TEXT:
Our research indicates that the Supreme Court produces opinions that borrow more from the briefs written by experienced attorneys than from the others. The court’s opinions are legal precedents that dictate the law in that area and define the decision’s impact. That happened in Dobbs; attorneys with more Supreme Court experience filed briefs that were more likely to be similar to the final opinions, while briefs by attorneys with less Supreme Court experience were less likely to resemble the final results.
These approaches may help us estimate results in upcoming cases
We can use these tools to examine upcoming cases as well. On Monday, the court will hear oral arguments Sackett v. Environmental Protection Agency, which looks at the US Court of Appeals for the 9th Circuit’s test for assessing whether wetlands fall under the Clean Water Act. Here, the sides are relatively balanced in both the information they provide and the resources they have available, although the petitioners — who seek a more restrictive understanding of the Clean Water Act — have a slight advantage.
As you can see in the figure below, the petitioners offer longer briefs, but those are not particularly novel. However, they do have more experienced attorneys.
On Tuesday, the court will hear arguments in Merrill v. Milligan, about an Alabama redistricting plan that the Northern District of Alabama ruled dilutes Black votes and therefore violates the Voting Rights Act. Here, the petitioners — who argue that the redistricting plan does violate the Voting Rights Act — offer the most information and are backed by more resources, as you can see in the next figure, with briefs supporting that are numerous, longer and less novel. (Perhaps counterintuitively, we have found that consistency among large groups of briefs — avoiding new arguments and coordinating among themselves — is a good sign for that side.) Although the court asks amicus filers not to repeat information found in other briefs, we, like other scholars have found evidence that repetition helps that side. The petitioners, who oppose Alabama’s redistricting plan, also have more experienced attorneys.

DATASET EXTRACT:

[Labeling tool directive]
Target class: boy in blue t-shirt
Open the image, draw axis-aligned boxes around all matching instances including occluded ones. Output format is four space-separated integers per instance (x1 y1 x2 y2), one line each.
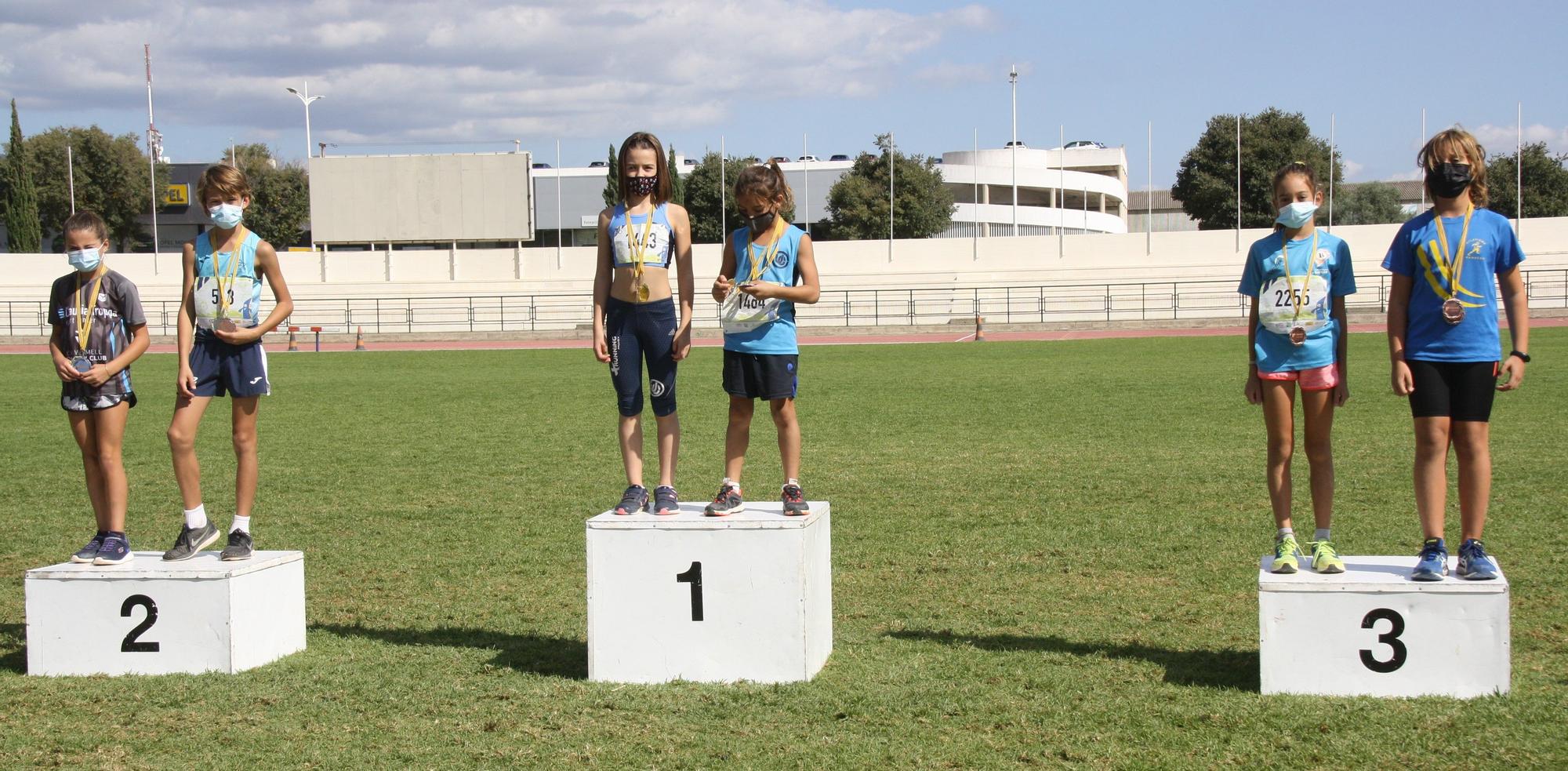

SET TASK A:
Answer these questions using the text on Supreme Court briefs:
(i) Which case will the court hear on Monday?
(ii) In Dobbs, briefs filed by which attorneys were more likely to resemble the final opinions?
(iii) Which court ruled that the Alabama redistricting plan dilutes Black votes?
SET TASK B:
Write out the passage of the text on Supreme Court briefs from "These approaches may" to "do have more experienced attorneys.".

FINAL ANSWER A:
(i) Sackett v. Environmental Protection Agency.
(ii) Attorneys with more Supreme Court experience.
(iii) The Northern District of Alabama.

FINAL ANSWER B:
These approaches may help us estimate results in upcoming cases
We can use these tools to examine upcoming cases as well. On Monday, the court will hear oral arguments Sackett v. Environmental Protection Agency, which looks at the US Court of Appeals for the 9th Circuit’s test for assessing whether wetlands fall under the Clean Water Act. Here, the sides are relatively balanced in both the information they provide and the resources they have available, although the petitioners — who seek a more restrictive understanding of the Clean Water Act — have a slight advantage.
As you can see in the figure below, the petitioners offer longer briefs, but those are not particularly novel. However, they do have more experienced attorneys.